▶ _PROVIDED RECORDS_

****************************************

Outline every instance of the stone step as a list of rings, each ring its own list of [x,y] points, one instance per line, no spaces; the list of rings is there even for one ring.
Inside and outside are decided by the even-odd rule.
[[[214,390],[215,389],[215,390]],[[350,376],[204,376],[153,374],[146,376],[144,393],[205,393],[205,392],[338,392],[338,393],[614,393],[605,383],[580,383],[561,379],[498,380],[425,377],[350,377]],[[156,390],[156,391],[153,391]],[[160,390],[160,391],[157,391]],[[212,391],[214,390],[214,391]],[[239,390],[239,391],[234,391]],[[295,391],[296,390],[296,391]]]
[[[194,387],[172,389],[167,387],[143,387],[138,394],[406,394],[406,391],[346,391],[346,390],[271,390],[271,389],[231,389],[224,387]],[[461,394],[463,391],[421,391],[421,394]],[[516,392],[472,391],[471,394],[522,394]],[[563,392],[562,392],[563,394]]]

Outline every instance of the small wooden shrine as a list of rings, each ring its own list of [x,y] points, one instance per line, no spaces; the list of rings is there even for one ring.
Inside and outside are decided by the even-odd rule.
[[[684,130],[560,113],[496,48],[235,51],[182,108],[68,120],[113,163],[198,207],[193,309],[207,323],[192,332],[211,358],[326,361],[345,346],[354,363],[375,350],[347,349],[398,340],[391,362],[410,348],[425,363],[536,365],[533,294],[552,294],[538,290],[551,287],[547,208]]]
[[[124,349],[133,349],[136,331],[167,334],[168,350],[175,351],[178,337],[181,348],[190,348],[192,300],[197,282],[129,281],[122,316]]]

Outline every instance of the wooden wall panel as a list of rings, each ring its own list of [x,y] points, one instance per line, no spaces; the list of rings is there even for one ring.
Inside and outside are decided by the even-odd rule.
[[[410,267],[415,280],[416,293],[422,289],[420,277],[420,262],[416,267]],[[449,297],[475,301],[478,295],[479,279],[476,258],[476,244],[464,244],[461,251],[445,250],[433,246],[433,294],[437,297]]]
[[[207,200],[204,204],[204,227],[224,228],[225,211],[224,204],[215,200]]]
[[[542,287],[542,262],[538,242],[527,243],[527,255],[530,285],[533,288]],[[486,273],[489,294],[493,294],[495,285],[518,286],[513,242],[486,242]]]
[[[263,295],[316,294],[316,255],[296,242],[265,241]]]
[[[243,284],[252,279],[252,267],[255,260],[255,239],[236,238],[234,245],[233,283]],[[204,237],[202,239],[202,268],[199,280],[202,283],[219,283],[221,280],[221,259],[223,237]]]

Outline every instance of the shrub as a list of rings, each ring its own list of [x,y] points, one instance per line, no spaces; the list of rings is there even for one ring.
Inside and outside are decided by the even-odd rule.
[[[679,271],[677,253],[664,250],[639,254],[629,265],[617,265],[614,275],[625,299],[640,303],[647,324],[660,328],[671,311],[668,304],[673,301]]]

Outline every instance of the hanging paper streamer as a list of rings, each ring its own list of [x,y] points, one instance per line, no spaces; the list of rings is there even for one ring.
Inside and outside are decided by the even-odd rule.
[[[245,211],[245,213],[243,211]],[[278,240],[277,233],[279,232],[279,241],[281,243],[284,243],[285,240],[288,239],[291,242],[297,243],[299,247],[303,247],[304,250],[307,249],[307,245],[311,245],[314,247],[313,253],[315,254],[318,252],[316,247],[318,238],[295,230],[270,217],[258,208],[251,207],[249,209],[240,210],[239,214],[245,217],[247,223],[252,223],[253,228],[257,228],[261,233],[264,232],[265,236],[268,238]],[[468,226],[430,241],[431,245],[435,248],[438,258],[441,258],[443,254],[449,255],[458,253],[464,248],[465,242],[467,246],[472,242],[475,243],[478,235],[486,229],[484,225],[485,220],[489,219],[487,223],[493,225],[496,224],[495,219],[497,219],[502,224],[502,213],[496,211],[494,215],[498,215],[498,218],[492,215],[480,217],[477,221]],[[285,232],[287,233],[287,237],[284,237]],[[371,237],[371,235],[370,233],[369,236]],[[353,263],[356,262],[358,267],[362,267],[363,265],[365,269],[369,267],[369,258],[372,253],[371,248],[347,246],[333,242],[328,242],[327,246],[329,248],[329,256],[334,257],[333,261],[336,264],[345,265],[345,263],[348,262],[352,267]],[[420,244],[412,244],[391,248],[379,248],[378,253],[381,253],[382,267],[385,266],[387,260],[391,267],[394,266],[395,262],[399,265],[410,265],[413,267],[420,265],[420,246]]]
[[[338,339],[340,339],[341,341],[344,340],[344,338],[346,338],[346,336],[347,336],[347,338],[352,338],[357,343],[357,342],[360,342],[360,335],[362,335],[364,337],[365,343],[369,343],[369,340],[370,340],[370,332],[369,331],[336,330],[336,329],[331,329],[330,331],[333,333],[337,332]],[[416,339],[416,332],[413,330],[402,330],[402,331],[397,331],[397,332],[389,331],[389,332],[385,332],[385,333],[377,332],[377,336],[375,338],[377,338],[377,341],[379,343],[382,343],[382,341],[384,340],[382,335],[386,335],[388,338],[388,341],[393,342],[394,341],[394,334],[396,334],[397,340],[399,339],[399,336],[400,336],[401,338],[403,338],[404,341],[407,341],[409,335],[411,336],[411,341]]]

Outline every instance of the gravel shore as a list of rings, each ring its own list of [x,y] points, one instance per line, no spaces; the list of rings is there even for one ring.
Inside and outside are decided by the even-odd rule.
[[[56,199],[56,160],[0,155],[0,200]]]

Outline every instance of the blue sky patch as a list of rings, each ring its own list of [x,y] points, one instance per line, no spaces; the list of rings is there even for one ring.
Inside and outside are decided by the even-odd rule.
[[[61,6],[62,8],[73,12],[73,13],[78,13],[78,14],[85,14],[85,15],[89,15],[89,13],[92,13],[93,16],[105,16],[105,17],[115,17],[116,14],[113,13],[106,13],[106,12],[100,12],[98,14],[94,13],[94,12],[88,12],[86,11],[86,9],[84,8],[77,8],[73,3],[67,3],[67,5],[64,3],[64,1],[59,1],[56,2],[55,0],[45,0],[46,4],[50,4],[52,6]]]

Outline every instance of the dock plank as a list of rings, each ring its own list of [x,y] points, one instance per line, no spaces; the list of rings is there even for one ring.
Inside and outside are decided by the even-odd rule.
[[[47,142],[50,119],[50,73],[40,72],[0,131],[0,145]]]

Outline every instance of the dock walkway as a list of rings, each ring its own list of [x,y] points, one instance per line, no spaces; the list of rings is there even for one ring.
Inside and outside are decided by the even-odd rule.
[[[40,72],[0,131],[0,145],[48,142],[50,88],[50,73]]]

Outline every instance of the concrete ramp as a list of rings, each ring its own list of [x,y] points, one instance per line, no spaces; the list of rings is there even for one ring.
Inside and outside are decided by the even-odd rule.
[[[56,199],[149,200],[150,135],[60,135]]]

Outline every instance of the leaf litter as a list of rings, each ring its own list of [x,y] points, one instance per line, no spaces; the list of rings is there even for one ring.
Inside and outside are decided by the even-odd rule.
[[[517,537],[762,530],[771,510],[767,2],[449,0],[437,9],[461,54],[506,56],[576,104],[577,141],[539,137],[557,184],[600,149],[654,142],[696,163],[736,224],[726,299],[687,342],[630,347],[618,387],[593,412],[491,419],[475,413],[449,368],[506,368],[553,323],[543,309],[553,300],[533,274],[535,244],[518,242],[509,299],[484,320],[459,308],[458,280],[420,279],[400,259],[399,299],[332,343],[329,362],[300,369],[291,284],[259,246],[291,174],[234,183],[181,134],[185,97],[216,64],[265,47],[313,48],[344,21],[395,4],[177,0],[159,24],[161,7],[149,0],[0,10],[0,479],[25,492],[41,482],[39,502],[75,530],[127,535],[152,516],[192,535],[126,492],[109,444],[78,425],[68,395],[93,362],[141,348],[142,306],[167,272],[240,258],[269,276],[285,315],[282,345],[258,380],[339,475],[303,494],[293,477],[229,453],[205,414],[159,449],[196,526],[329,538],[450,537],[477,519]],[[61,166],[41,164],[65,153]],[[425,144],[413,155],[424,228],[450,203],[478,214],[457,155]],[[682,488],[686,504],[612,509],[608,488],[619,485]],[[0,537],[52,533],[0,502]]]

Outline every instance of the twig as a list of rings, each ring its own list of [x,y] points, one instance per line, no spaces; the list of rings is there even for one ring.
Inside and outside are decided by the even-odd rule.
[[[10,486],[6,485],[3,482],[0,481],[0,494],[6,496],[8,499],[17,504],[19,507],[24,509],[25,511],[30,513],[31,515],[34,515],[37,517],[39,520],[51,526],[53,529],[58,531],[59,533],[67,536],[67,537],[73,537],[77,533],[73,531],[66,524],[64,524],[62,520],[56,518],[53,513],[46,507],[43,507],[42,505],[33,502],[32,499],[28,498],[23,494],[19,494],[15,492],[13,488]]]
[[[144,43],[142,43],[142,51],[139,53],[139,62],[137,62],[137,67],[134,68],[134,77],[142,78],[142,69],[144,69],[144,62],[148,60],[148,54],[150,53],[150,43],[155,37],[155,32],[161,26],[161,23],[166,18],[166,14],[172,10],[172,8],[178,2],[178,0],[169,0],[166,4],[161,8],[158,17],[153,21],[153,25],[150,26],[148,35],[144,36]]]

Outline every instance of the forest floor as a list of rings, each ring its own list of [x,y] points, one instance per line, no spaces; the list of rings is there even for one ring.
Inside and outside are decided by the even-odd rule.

****************************************

▶ _PROBLEM DETAILS_
Which rows above contain the string "dock", matching case exactly? Pull out each of those rows in full.

▶ _THE REPLY_
Outline every instance of the dock plank as a list of rings, each ring its own list of [x,y] points, one instance per line, no spaces; the list of rings is there even for one ring.
Outline every instance of the dock walkway as a list of rings, each ring its own list of [x,y] points, one instance per line, no spaces; the list of rings is there even for one ring.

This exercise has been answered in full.